◆ PROBLEM REQUIREMENTS
Copy out the data below with "trail survey" substituted for each "crop-scouting log", keeping everything else unchanged. Omit the pictures.
-- START OF RECORDS PROVIDED --
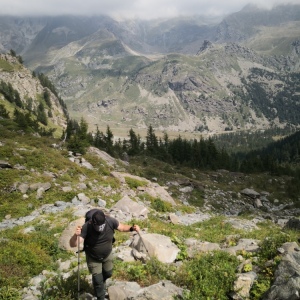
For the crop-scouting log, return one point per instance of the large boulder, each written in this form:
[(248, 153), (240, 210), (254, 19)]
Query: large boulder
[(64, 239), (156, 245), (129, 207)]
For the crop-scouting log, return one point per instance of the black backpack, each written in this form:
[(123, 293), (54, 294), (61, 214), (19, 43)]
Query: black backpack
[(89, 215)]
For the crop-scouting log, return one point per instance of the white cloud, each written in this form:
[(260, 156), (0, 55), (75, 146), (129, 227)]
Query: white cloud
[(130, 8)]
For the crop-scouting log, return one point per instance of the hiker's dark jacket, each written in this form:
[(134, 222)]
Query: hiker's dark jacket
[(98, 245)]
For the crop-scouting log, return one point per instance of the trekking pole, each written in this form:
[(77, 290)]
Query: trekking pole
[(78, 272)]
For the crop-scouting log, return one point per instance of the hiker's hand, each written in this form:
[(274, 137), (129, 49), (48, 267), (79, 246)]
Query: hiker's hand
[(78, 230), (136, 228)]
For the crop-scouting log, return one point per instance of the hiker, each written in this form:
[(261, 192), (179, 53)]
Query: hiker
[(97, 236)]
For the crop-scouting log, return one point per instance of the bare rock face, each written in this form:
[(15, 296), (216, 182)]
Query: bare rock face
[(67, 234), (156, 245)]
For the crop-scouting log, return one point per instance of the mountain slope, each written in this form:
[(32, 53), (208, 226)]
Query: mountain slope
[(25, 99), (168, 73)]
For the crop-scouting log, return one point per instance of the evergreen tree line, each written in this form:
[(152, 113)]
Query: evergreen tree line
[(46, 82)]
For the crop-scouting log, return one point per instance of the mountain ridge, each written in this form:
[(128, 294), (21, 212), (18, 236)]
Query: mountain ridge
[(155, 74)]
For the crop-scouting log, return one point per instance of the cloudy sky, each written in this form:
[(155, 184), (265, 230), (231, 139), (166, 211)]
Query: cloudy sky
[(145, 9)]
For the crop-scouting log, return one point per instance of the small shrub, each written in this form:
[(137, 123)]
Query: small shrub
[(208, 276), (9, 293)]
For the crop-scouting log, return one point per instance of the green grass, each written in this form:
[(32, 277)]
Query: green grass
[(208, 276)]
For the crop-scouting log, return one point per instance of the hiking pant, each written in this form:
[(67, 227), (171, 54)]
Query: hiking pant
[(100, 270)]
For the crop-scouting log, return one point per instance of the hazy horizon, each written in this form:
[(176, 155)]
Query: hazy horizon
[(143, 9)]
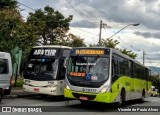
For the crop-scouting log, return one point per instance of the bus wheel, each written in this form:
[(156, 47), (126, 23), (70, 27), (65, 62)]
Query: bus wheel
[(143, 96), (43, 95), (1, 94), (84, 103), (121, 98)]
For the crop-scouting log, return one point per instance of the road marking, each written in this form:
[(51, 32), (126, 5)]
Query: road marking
-- END OF RECORDS PROVIDED --
◆ IN RESPONSE
For the trail survey, return one point per instance of the large boulder, each written in this form:
[(248, 153), (240, 210), (254, 19)]
Query: large boulder
[(64, 239), (156, 245), (129, 207)]
For the trail survey, return one point per instance of the black backpack, each written in this form:
[(123, 293), (54, 294), (61, 214), (19, 43)]
Query: black backpack
[(89, 215)]
For the trail survey, return one point per instance of the white cloud, each written in this form:
[(260, 156), (0, 55), (75, 146), (129, 227)]
Query: white cloud
[(130, 8)]
For the trail survey, return one point per instance of the hiker's dark jacket, each written in this form:
[(134, 222)]
Query: hiker's dark jacket
[(98, 245)]
For the trail survey, return one point per instance of the trekking pole, each written in this form:
[(77, 290)]
Query: trekking pole
[(78, 272)]
For the trail survey, return one point per instance of the hiker's hand, each written in this form:
[(274, 137), (129, 49), (48, 267), (79, 246)]
Query: hiker's hand
[(78, 230), (136, 228)]
For the trail survey, return one point per instance of the hiker, each written in this form:
[(261, 192), (179, 53)]
Query: hiker
[(97, 236)]
For the trail survey, return one point per instance of the bare rock face, each written in this form:
[(15, 296), (216, 182)]
Query: bare rock face
[(67, 234), (156, 245)]
For the trail survey, return one point per instance of the mountain slope, each written in this form:
[(32, 53), (208, 226)]
Query: mountain slope
[(25, 99), (168, 73)]
For the trail survey, return one point per instance of the evergreen tree line, each written in this form:
[(152, 113)]
Query: evergreen tree line
[(46, 82)]
For the trail survey, return one point per instance of the mountain ridge, each written in this form:
[(128, 294), (21, 212), (18, 236)]
Query: mountain ridge
[(155, 74)]
For the trail survey, return one point per instance of the cloudy sky, each written in this form:
[(155, 184), (265, 230), (231, 139), (166, 211)]
Query: cloudy sky
[(145, 9)]
For the trail survey, return one point per instance of the small shrub, each written in this form:
[(137, 123)]
Query: small shrub
[(208, 276), (9, 293)]
For the trail survey, return one point per instance of the green grass, each written in this form:
[(32, 277)]
Query: green grass
[(208, 276)]
For the trail survey, return one point per instance of the hiking pant, each written in this form:
[(67, 227), (171, 54)]
Query: hiking pant
[(100, 270)]
For the trail survey, return one point per instance of the hazy horizon, each written in this form:
[(176, 155)]
Query: hazy horizon
[(143, 9)]
For the trail survey, return one point per instance of the bus wheel, each written in this form:
[(156, 47), (126, 23), (70, 27), (65, 62)]
Query: bus wheel
[(143, 96), (43, 95), (1, 94), (84, 103), (121, 98)]
For the trail survey, return one point per instance of the road marking, each written in this form:
[(51, 32), (126, 5)]
Query: road marking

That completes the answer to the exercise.